INSTRUCTION ::
Reproduce the data below, replacing every occurrence of "detect" with "locate" and leaving everything else unchanged. Omit the pictures from your output.

================

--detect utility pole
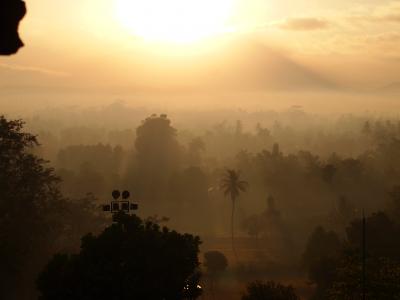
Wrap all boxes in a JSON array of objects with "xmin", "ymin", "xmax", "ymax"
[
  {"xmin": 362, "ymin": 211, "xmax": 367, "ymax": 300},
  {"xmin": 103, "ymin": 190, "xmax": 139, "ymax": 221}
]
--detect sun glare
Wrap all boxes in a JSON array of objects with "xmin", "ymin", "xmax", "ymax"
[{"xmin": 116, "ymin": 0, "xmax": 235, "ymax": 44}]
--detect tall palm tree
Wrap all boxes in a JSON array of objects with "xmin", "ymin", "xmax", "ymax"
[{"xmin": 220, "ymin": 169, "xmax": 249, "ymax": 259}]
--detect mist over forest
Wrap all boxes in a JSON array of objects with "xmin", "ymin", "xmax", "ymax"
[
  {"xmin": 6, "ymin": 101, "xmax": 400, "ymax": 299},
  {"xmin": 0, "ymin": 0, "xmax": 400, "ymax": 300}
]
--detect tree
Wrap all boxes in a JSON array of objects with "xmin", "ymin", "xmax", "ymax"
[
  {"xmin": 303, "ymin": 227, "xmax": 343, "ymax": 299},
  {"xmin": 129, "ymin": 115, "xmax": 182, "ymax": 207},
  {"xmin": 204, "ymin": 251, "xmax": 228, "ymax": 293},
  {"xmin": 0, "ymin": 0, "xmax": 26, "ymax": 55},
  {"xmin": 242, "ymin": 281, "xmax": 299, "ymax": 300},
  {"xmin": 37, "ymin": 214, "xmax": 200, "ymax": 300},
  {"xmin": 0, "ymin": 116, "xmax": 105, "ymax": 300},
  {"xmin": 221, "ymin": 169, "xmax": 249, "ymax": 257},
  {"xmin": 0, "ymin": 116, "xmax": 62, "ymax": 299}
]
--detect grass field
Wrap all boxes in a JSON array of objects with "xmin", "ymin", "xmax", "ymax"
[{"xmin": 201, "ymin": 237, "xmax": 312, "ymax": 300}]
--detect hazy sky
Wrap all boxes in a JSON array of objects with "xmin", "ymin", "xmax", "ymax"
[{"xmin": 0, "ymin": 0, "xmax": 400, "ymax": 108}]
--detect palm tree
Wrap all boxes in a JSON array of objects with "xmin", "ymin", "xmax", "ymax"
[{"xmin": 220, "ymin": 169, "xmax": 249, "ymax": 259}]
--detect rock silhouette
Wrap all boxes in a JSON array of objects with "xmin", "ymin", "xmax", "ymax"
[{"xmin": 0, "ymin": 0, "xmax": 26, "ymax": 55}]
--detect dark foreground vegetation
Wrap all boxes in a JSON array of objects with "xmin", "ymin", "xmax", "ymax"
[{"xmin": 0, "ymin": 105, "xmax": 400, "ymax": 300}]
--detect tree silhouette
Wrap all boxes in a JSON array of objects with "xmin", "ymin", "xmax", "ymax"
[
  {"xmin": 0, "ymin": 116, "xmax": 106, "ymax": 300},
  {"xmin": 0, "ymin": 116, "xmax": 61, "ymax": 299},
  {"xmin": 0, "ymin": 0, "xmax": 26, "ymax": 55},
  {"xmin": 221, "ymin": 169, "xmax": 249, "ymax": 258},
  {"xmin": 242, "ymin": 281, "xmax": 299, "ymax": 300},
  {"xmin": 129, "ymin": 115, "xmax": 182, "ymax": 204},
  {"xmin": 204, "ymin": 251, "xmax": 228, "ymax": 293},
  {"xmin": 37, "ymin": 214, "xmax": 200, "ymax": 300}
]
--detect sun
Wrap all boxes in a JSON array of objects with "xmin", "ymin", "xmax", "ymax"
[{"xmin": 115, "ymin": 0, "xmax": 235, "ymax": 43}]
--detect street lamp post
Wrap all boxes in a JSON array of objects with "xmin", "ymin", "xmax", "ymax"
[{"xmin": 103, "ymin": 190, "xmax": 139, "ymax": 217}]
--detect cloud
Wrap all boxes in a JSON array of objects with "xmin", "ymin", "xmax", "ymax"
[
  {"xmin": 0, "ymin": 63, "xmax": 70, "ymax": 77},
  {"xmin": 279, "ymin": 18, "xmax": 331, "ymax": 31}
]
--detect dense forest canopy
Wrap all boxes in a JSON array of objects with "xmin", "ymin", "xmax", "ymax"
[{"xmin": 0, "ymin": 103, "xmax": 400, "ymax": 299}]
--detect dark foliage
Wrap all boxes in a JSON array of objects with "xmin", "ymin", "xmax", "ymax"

================

RIGHT ANSWER ::
--locate utility pole
Wrap all boxes in a JSON array of objects with "xmin", "ymin", "xmax", "ymax"
[
  {"xmin": 362, "ymin": 211, "xmax": 367, "ymax": 300},
  {"xmin": 103, "ymin": 190, "xmax": 139, "ymax": 221}
]
--locate sun glare
Wrap all boxes in a JSON array of objects with "xmin", "ymin", "xmax", "ymax"
[{"xmin": 116, "ymin": 0, "xmax": 235, "ymax": 44}]
--locate tall palm tree
Wrap all boxes in a JSON array of objects with "xmin", "ymin", "xmax", "ymax"
[{"xmin": 220, "ymin": 169, "xmax": 249, "ymax": 259}]
--locate mist over forest
Wrap all boxes in a JSON array of objects with "xmin", "ymin", "xmax", "ymax"
[
  {"xmin": 6, "ymin": 101, "xmax": 400, "ymax": 299},
  {"xmin": 0, "ymin": 0, "xmax": 400, "ymax": 300}
]
--locate tree
Wrap all boxes in a JSON array of objects with "xmin", "ymin", "xmax", "ymax"
[
  {"xmin": 303, "ymin": 227, "xmax": 343, "ymax": 299},
  {"xmin": 129, "ymin": 115, "xmax": 182, "ymax": 207},
  {"xmin": 204, "ymin": 251, "xmax": 228, "ymax": 293},
  {"xmin": 0, "ymin": 0, "xmax": 26, "ymax": 55},
  {"xmin": 242, "ymin": 281, "xmax": 299, "ymax": 300},
  {"xmin": 37, "ymin": 214, "xmax": 200, "ymax": 300},
  {"xmin": 0, "ymin": 116, "xmax": 105, "ymax": 300},
  {"xmin": 221, "ymin": 169, "xmax": 249, "ymax": 257},
  {"xmin": 0, "ymin": 116, "xmax": 62, "ymax": 299}
]
--locate grass field
Wrap all boxes in a JSON array of objects with "xmin", "ymin", "xmax", "ymax"
[{"xmin": 201, "ymin": 237, "xmax": 312, "ymax": 300}]
--locate hazy sky
Wrap all boxes in a JSON array of objects with "xmin", "ymin", "xmax", "ymax"
[{"xmin": 0, "ymin": 0, "xmax": 400, "ymax": 108}]
--locate palm tree
Wrap all boxes in a JSON array of objects with "xmin", "ymin", "xmax", "ymax"
[{"xmin": 220, "ymin": 169, "xmax": 249, "ymax": 259}]
--locate rock silhouette
Wrap all boxes in a JSON array of objects with "xmin", "ymin", "xmax", "ymax"
[{"xmin": 0, "ymin": 0, "xmax": 26, "ymax": 55}]
--locate dark foreground vegetation
Wrap all boxes in a JSON array of objects with "xmin", "ymin", "xmax", "ymax"
[{"xmin": 0, "ymin": 105, "xmax": 400, "ymax": 300}]
--locate tree silhouette
Wrap all boxes in a JSON array of objects with "xmin", "ymin", "xmax", "ymax"
[
  {"xmin": 0, "ymin": 116, "xmax": 106, "ymax": 300},
  {"xmin": 0, "ymin": 116, "xmax": 61, "ymax": 299},
  {"xmin": 0, "ymin": 0, "xmax": 26, "ymax": 55},
  {"xmin": 221, "ymin": 169, "xmax": 249, "ymax": 258},
  {"xmin": 242, "ymin": 281, "xmax": 299, "ymax": 300},
  {"xmin": 129, "ymin": 115, "xmax": 182, "ymax": 204},
  {"xmin": 204, "ymin": 251, "xmax": 228, "ymax": 293},
  {"xmin": 37, "ymin": 214, "xmax": 200, "ymax": 300}
]
--locate sun
Wrap all boxes in a JSON array of objects with "xmin", "ymin", "xmax", "ymax"
[{"xmin": 115, "ymin": 0, "xmax": 235, "ymax": 43}]
--locate street lamp post
Wrap all boxes in a JSON array of objects with "xmin", "ymin", "xmax", "ymax"
[{"xmin": 103, "ymin": 190, "xmax": 139, "ymax": 217}]
--locate cloud
Wrap all boxes in a JSON array of objects with "xmin", "ymin", "xmax", "ymax"
[
  {"xmin": 0, "ymin": 63, "xmax": 70, "ymax": 77},
  {"xmin": 279, "ymin": 18, "xmax": 331, "ymax": 31}
]
--locate dense forest canopy
Wrap all boxes in a JSON array of objects with "xmin", "ymin", "xmax", "ymax"
[{"xmin": 0, "ymin": 103, "xmax": 400, "ymax": 299}]
--locate dark foliage
Wrap all boxes in a JSON array of objects with "xmin", "ymin", "xmax", "ymax"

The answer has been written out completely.